◆ **PASSAGE PROVIDED**
####################

# The Line Of Trains, Norfolk



## KPUrban_ (Jan 25, 2020)

*Intro​*Sitting dormant on a line, awaiting preservation are a series of coaches ranging from MK2 coaches, Class 108 DMU as well as a Royal mail PCV coach.
Oh yeah, and a stoneblower.

*History?*
There's very little history i can gather for this as the line they're on as well as the stock them selves all have different origins and stories so I'll add some info on at the bottom of each photo.

*The Explore*
As most explores in Norfolk or anywhere in this region begin, it was in a field, whilst trying to avoid a number of cows and calves from turning us into a fine paste. Eventually we made it to the line and in front of us was a big yellow thing, later turning out to be a stone blower.

Now unfortunately I didn't get any external photos on the visit, as we were all too occupied trying to get into the coaches, which was quite a challenge.

The first MK2 coach

British Rail 
This coach was mostly trashed inside and hence i only bothered with this one shot. As all the other compartments are empty. The coach appeared to be in the former BR Blue livery as a First class coach.

Feet Off The Seats 

Anyway, Once out of that first coach we next found ourselves inside one of the driving coaches of a former br 108DMU.

Cab 
This unit was also in the Former network south east livery and would have operated in the eastern region when in operation before being preserved in the 90's.

Next up was a MK2b coach which appeared to have been either recently stored or had started to see work commence in an effort to get it running again. The coach it'self is in a BR Blue/Grey livery and has suffered no obvious graffiti attacks. 

Standard Class 

One the way out we stuck our heads into the stoneblower.


Train To Busan 

The Mad Controller 

And with that we were out. Unfortunately the driving cab of the RoyalMail PCV was inaccessible but was still a good visit.

KP
,​


----------



## BikinGlynn (Jan 25, 2020)

Very nice, love a vbit of train action!


----------



## KPUrban_ (Jan 27, 2020)

BikinGlynn said:


> Very nice, love a vbit of train action!



Thanks! Do love some good trains, plenty about just hard to get to...


----------

####################

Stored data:
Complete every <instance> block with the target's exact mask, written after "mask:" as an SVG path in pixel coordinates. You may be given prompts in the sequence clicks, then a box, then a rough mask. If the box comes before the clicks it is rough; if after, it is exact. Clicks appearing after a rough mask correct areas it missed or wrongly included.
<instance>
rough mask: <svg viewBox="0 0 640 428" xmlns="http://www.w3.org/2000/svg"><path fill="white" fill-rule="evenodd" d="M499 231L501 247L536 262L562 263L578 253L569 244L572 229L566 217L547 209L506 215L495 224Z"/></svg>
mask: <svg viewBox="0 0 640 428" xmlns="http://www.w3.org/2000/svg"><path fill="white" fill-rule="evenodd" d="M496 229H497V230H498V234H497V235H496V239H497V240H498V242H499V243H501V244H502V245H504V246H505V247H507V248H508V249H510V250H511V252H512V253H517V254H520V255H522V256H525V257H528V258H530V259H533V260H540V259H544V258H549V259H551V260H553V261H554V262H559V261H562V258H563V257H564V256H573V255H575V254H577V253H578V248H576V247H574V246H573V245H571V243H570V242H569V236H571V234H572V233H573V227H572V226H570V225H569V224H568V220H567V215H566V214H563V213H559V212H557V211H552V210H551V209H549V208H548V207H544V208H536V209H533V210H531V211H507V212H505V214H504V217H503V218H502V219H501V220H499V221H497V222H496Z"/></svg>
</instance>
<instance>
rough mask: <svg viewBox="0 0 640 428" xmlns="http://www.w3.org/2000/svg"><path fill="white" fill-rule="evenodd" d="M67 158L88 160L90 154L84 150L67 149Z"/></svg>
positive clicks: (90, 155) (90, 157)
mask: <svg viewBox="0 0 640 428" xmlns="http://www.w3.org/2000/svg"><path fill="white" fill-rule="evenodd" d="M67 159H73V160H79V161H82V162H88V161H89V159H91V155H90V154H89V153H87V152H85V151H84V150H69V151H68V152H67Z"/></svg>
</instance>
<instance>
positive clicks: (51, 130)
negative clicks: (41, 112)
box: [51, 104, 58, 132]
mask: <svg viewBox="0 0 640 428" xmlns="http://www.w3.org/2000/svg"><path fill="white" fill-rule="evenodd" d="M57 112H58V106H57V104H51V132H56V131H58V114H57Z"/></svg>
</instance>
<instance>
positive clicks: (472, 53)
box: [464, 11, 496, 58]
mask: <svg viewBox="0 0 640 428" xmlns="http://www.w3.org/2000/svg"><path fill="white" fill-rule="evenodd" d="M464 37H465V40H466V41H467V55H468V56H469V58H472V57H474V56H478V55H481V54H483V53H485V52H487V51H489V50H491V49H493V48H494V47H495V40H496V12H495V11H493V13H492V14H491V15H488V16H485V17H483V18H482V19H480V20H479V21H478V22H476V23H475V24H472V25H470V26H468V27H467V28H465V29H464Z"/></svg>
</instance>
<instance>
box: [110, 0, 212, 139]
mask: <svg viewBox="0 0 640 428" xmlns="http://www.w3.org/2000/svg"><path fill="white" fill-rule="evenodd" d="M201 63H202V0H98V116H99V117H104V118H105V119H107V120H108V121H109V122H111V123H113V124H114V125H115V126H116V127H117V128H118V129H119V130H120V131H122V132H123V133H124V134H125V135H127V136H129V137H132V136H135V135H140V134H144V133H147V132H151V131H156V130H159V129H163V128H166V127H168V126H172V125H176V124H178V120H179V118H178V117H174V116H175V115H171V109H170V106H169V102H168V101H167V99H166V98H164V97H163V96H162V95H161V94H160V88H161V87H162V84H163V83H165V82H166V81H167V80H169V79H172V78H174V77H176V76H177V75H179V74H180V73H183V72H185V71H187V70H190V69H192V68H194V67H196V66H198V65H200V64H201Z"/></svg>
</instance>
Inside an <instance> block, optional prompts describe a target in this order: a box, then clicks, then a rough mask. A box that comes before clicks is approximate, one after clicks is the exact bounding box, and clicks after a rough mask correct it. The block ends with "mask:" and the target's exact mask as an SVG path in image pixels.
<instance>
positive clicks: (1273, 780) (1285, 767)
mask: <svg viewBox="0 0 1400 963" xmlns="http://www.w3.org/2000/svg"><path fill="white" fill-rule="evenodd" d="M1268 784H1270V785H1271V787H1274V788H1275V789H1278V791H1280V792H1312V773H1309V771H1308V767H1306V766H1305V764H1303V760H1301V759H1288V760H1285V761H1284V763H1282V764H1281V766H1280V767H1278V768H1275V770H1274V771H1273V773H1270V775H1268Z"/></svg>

####################

◆ **TASKS TO COMPLETE**
1. From the Norfolk train thread, output the words starting with "Next up was" and going on through "obvious graffiti attacks.".
2. Answer these from the Norfolk train thread:
(a) What livery was the 108 DMU driving coach in?
(b) What did the big yellow thing in front of the group turn out to be?
(c) Which part of the Royal Mail PCV could the group not get into?
3. For each statement, say yes or no according to the Norfolk train thread, and quote the words that decide it:
(a) The poster took several outside photos of the trains.
(b) The MK2b coach had been badly hit by graffiti.
(c) The group crossed a field with cows on the way to the line.
The rows have nothing to do with the Norfolk train thread.

◆ **ANSWERS TO EACH TASK**
1.
Next up was a MK2b coach which appeared to have been either recently stored or had started to see work commence in an effort to get it running again. The coach it'self is in a BR Blue/Grey livery and has suffered no obvious graffiti attacks.

2.
(a) The former Network South East livery.
(b) A stone blower.
(c) The driving cab.

3.
(a) No: "I didn't get any external photos on the visit"
(b) No: "has suffered no obvious graffiti attacks"
(c) Yes: "it was in a field, whilst trying to avoid a number of cows and calves"